# WHAT IS REQUIRED:
The entries follow. Copy every line in which "below" appears.

BEGIN

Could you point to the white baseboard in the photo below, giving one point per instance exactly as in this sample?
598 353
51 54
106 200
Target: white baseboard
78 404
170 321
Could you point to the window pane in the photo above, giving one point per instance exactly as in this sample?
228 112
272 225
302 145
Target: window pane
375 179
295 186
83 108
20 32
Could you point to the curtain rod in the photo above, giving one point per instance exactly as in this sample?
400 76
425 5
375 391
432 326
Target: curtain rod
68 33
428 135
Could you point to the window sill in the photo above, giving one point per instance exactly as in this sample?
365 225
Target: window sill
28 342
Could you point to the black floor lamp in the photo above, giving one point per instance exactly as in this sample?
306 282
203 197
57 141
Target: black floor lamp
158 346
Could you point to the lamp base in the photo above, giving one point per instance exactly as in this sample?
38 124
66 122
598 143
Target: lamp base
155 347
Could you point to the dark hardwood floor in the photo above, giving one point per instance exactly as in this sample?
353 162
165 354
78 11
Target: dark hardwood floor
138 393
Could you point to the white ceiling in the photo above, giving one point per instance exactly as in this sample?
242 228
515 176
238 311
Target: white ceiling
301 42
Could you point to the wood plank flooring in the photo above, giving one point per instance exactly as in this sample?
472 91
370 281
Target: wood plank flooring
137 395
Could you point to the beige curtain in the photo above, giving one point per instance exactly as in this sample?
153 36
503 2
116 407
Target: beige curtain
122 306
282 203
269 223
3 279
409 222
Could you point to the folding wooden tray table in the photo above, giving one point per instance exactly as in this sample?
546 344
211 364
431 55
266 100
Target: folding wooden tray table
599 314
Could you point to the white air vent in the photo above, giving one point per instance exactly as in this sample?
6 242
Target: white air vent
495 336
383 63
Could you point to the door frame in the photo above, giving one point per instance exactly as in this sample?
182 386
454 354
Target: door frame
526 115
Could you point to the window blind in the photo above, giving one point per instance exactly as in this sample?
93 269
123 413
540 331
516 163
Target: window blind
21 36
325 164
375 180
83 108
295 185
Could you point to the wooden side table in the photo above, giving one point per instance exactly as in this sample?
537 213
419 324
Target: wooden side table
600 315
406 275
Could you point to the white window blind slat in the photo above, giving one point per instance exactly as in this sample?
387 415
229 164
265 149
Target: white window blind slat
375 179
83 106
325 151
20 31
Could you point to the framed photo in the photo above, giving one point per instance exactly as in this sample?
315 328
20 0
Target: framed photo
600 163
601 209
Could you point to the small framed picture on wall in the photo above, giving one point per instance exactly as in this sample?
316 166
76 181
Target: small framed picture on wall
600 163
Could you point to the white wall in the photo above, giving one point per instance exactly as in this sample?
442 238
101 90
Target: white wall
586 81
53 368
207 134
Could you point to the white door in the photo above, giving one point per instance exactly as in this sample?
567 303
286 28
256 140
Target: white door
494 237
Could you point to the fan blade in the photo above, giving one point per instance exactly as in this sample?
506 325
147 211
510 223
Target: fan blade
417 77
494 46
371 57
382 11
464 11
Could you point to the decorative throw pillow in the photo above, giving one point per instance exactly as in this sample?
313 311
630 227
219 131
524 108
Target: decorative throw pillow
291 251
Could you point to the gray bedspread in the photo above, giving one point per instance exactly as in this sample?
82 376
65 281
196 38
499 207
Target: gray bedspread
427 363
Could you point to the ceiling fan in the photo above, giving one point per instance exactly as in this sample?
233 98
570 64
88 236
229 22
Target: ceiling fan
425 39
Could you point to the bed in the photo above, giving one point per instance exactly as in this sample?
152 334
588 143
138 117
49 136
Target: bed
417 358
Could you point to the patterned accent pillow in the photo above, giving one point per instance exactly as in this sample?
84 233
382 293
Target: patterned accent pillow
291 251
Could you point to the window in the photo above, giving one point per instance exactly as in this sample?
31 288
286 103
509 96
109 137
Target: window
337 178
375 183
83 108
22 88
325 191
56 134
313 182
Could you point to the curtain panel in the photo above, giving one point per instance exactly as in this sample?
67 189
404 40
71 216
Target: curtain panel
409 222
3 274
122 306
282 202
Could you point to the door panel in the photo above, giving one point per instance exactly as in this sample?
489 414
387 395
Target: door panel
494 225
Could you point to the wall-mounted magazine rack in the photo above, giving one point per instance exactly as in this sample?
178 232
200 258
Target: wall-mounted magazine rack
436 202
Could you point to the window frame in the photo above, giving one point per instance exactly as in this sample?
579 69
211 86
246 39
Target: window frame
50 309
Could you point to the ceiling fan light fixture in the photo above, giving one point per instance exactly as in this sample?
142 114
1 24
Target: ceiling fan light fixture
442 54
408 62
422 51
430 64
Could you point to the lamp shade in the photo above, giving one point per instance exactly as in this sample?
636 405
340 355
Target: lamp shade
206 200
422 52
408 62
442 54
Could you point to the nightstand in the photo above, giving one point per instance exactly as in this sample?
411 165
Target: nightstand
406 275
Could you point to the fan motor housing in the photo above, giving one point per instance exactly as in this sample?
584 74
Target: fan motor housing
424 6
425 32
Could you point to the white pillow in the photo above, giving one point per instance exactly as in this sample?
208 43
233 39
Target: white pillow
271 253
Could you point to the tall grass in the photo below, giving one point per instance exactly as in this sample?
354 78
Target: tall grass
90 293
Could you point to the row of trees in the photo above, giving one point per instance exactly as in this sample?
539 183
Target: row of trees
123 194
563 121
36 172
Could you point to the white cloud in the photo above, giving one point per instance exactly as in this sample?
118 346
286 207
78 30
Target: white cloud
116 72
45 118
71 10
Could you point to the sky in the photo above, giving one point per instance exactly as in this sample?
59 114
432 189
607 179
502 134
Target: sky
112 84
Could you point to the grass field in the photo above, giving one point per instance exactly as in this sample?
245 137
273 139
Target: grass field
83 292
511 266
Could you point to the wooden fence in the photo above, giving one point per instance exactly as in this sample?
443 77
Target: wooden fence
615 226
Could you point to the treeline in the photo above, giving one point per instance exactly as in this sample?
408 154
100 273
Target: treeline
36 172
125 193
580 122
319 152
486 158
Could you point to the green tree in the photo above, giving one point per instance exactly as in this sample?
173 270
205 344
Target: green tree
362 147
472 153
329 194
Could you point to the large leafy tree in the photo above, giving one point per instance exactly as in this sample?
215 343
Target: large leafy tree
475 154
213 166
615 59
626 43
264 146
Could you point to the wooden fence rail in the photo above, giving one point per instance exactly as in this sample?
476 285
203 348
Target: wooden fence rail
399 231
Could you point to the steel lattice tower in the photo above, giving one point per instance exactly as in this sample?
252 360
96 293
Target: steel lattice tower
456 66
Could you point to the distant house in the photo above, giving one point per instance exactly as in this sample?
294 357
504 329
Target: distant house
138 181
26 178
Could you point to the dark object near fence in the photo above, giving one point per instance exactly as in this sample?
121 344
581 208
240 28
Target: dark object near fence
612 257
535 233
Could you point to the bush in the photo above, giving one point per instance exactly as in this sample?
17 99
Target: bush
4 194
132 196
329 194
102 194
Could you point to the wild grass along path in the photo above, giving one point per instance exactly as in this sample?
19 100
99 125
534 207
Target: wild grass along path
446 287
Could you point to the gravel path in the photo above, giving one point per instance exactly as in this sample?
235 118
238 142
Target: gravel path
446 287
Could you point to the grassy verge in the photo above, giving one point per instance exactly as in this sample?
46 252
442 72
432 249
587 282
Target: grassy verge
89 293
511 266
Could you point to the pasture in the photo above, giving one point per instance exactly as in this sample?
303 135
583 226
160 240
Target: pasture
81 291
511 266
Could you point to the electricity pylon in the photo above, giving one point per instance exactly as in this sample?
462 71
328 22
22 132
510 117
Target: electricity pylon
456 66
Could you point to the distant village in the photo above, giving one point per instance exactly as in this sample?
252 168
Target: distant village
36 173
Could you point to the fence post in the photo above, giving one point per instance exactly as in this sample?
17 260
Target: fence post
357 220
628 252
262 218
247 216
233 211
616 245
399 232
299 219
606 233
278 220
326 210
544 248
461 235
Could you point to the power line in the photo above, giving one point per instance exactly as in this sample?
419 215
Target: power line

END

# EXPECTED OUTPUT:
Could you point to the white baseboard in the photo below, giving one point per instance exactly as in this sample?
Could you point to the tall grass in the photo below, giving one point per instance exactly as in this sample?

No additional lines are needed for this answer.